BEGIN Data provided

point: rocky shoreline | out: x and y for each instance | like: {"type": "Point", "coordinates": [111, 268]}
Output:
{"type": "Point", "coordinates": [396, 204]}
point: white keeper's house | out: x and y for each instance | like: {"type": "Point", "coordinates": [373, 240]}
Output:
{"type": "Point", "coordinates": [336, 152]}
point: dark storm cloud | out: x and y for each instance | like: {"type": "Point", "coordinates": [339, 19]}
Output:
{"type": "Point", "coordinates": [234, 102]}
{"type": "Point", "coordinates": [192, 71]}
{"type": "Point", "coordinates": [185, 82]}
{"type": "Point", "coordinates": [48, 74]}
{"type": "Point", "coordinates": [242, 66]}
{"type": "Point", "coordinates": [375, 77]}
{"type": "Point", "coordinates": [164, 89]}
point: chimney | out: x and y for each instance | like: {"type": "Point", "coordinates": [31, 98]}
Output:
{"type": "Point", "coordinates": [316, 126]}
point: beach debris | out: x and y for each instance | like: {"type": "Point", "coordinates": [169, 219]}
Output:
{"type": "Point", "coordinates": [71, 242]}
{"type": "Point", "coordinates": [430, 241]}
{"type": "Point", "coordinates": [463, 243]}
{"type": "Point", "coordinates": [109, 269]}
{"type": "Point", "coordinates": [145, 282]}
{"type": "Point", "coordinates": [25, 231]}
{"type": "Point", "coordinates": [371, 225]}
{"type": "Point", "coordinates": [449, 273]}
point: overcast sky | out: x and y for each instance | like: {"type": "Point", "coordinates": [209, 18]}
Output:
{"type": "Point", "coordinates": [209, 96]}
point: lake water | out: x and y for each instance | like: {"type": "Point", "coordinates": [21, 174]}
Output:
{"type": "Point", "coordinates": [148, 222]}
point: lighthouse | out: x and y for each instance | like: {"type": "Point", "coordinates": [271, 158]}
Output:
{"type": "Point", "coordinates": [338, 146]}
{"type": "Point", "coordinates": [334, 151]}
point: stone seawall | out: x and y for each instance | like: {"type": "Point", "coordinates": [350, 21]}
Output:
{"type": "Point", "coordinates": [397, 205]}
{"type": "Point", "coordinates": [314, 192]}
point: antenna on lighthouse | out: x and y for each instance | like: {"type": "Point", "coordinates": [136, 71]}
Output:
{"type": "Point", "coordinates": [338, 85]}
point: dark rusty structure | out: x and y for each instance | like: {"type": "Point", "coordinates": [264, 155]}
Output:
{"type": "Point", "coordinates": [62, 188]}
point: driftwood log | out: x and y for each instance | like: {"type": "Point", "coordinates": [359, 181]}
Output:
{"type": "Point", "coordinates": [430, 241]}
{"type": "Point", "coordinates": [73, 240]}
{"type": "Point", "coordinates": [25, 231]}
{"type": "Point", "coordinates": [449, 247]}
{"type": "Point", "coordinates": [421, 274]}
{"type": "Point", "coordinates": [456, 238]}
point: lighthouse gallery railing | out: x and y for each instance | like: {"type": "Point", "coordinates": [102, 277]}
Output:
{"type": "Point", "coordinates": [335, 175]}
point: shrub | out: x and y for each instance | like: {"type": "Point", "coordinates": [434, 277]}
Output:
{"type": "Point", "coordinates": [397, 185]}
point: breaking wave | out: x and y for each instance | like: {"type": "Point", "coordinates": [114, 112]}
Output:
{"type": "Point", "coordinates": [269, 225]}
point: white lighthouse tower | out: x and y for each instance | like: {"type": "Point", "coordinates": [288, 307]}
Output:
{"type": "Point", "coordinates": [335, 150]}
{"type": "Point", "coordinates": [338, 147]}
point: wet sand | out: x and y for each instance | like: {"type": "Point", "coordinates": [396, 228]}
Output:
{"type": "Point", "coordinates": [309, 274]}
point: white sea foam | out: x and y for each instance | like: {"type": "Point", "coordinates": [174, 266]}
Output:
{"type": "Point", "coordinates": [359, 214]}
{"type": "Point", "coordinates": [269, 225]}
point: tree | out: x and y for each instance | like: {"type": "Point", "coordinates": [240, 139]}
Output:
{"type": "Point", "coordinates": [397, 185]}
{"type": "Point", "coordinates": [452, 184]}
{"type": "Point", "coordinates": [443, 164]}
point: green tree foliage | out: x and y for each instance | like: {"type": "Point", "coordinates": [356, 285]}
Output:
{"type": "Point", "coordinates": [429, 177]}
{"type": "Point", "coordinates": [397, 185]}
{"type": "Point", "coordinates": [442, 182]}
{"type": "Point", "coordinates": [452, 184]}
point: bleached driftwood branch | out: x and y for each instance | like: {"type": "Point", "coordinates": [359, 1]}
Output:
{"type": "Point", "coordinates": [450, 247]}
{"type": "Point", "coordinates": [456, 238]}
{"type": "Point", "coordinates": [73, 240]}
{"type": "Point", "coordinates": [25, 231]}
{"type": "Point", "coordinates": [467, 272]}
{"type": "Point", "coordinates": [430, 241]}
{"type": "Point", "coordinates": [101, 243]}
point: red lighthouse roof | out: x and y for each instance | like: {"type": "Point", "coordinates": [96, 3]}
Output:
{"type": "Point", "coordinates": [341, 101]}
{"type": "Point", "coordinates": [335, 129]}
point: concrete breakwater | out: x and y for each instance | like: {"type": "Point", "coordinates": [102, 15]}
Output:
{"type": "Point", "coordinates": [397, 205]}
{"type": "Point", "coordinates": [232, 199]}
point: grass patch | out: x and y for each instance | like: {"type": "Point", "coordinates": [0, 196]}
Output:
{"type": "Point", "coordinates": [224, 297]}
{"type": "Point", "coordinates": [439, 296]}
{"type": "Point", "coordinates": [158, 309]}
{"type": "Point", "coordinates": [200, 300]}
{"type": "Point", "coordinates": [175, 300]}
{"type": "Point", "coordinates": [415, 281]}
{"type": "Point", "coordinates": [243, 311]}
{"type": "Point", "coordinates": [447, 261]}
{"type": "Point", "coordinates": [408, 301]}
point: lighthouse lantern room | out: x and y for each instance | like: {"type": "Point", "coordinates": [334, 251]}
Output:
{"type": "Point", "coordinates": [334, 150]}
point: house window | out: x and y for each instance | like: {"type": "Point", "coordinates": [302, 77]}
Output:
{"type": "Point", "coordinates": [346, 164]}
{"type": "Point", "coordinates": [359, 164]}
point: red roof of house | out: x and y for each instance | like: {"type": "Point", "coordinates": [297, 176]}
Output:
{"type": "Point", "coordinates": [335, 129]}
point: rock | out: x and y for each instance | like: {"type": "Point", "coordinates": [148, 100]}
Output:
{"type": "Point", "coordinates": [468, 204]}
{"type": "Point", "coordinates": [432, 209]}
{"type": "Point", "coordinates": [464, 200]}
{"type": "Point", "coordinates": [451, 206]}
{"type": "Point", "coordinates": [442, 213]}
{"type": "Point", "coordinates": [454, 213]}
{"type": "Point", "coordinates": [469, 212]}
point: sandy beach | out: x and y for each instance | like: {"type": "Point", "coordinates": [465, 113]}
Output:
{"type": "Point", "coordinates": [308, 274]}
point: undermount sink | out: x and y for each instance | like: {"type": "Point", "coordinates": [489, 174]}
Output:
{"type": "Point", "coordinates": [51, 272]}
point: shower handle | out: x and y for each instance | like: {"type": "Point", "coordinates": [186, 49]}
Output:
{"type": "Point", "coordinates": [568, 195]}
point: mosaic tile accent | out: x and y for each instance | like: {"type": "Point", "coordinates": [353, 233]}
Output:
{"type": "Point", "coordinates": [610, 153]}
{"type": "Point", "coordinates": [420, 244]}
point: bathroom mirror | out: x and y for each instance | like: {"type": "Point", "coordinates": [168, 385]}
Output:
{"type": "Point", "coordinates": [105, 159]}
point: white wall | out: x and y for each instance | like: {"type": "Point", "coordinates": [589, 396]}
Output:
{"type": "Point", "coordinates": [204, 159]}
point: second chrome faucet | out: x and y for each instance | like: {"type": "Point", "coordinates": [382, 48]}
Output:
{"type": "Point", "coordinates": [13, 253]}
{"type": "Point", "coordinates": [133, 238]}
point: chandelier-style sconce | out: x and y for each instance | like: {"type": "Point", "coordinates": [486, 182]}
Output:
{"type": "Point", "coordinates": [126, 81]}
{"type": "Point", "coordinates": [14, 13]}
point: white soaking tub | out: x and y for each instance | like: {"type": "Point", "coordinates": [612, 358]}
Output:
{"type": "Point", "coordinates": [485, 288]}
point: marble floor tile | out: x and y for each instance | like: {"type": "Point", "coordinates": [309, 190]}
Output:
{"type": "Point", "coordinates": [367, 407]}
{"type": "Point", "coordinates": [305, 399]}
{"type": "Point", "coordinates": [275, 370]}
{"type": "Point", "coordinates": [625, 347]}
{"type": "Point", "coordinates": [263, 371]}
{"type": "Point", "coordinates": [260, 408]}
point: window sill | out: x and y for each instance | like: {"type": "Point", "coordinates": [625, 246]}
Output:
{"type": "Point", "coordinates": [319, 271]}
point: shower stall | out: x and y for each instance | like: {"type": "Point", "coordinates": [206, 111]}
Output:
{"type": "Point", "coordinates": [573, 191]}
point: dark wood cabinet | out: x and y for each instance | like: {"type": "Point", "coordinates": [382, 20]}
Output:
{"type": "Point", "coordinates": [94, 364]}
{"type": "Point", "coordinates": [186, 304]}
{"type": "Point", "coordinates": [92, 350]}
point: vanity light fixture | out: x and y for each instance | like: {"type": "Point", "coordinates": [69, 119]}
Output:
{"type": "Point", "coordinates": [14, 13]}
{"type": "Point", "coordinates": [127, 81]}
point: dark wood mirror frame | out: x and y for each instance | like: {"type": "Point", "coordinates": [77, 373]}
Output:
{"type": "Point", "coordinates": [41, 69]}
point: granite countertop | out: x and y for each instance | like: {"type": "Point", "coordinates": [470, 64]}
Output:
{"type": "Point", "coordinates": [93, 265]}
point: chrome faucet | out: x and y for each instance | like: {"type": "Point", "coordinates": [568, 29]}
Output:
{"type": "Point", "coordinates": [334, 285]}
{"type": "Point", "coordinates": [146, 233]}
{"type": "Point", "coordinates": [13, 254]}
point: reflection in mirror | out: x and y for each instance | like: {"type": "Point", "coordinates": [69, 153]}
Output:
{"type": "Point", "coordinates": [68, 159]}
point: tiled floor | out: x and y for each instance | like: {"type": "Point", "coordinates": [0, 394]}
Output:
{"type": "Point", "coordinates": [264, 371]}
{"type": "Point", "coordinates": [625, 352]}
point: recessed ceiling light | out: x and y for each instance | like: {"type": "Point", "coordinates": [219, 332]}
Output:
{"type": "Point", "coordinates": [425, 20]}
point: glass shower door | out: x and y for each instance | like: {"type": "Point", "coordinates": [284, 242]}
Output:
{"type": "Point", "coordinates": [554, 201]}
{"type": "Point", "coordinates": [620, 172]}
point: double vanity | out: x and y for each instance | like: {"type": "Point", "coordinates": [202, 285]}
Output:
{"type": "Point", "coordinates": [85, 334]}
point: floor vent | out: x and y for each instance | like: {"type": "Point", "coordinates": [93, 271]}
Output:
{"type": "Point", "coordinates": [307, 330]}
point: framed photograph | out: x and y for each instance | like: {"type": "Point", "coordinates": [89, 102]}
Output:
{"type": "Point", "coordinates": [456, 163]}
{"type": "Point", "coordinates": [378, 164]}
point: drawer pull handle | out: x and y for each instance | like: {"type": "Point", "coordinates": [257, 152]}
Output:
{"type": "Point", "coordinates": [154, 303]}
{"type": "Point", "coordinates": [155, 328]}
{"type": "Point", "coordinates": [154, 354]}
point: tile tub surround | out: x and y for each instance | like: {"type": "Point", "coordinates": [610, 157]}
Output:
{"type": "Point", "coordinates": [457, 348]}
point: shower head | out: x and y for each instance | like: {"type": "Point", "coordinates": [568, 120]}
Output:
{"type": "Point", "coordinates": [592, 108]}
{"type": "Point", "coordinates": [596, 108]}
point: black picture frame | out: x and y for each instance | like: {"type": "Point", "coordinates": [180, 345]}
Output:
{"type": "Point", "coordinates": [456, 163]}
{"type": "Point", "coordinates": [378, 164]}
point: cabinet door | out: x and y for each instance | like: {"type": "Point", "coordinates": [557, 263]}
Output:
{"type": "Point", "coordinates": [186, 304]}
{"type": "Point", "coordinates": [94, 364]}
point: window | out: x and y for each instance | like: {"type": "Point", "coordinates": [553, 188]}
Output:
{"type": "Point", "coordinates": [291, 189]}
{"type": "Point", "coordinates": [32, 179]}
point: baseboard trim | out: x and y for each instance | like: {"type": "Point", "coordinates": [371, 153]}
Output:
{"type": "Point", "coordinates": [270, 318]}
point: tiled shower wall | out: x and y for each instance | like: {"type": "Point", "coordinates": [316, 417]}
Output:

END Data provided

**What you are asked to do**
Exactly the lines from the one containing "point: baseboard trim" through the last line of the records are to be transcribed, both endpoints included.

**Answer below**
point: baseboard trim | out: x and y for each instance | like: {"type": "Point", "coordinates": [371, 153]}
Output:
{"type": "Point", "coordinates": [270, 318]}
point: tiled shower wall | out: x and y for each instance | like: {"type": "Point", "coordinates": [316, 417]}
Output:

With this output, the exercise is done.